• Angezeigter Text:
#####

Entfesselte IS-Truppen rücken vor, Exodus aus Syrien Das Blatt hat sich gewendet: Die islamistischen Kämpfer sind im Norden Syriens kaum aufzuhalten. Mit erbeuteten US-Waffen rücken sie auf die türkische Grenze vor. 70.000 Menschen sind auf der Flucht.
Die große Offensive läuft: Sie haben zusätzliche Kämpfer akquiriert und greifen mit ihren neuen Panzern und Humvees an, mit modernen Raketen und schwerer Artillerie. Die Dschihadisten wollen mit aller Gewalt Ain el-Arab oder Kobane, wie die syrische Grenzstadt zur Türkei auf kurdisch heißt, endlich erobern.
Denn seit einem Jahr versucht der Islamische Staat (IS, früher ISIS) schon vergeblich diesen strategisch wichtigen Ort im kurdischen Teil Syriens einzunehmen. Die Extremistenmiliz hatte eine Blockade der Stadt errichtet, den Bewohnern Wasser und Strom abgedreht und Selbstmordattentäter geschickt. Aber im Kampf gegen die disziplinierten und hoch motivierten kurdischen Volksverteidigungseinheiten (YPG) hatten sie nie eine Chance. Nun hat sich das Blatt gewendet.

#####

• Materialauszug:
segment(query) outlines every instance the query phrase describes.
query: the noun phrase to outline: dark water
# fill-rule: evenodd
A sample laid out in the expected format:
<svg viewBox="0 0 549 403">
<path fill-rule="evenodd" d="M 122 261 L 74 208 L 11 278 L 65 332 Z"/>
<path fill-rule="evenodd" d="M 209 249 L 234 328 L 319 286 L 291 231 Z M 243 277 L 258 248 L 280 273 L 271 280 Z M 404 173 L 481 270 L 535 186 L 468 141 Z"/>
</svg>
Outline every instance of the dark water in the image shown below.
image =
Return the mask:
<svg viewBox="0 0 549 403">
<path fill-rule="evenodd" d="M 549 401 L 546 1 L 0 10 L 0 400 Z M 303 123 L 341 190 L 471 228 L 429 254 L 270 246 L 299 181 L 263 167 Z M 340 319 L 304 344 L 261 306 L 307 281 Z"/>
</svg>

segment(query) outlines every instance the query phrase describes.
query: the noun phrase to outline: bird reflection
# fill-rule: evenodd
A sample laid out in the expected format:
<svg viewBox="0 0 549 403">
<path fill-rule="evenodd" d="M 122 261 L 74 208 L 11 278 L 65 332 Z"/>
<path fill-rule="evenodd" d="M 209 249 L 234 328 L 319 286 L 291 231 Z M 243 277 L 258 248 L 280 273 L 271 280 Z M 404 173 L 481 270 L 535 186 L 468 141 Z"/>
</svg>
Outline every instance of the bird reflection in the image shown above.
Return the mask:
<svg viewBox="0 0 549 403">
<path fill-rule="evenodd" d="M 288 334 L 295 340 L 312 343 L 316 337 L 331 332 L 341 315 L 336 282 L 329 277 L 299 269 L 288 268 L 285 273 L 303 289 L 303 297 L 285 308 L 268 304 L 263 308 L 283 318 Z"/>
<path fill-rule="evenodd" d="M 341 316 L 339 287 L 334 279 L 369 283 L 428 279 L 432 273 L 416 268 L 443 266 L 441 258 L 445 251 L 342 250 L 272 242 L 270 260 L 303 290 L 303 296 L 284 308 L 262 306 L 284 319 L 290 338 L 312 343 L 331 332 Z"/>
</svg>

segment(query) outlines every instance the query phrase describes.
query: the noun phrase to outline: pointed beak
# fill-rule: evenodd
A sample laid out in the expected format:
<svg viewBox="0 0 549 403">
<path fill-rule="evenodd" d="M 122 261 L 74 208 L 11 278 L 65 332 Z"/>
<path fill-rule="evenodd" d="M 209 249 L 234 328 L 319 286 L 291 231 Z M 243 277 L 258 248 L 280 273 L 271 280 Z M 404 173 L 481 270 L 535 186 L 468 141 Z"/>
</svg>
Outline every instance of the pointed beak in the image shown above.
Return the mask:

#####

Schreibe den Bericht über die IS-Offensive auf Kobane im Anschluss an seinen letzten Satz weiter.

Der IS setzt die neuen, schweren Waffen ein, die er bei seinem Feldzug im Irak erbeutete. Das Militärgerät stammt überwiegend aus den US-Lieferungen an die irakische Armee. Damit hat sich das Kräfteverhältnis gravierend verschoben. Die Kurdenmilizen mit ihren selbst gebastelten gepanzerten Fahrzeugen, uralten Gewehren und Mörsern sind den Dschihadisten weit unterlegen.
70.000 Menschen über die Grenze geflohen
Rund 70.000 Menschen haben sich nach UN-Angaben vor den Kämpfen zwischen Islamischem Staat und kurdischen Einheiten aus Syrien in die Türkei gerettet. Es kämen vor allem kurdische Frauen, Kinder und ältere Menschen, sagte eine Sprecherin des UN-Flüchtlingshilfswerks UNHCR. Der Zustrom halte an. Sie rief die internationale Gemeinschaft zur Hilfe für die Flüchtlinge in der Türkei auf.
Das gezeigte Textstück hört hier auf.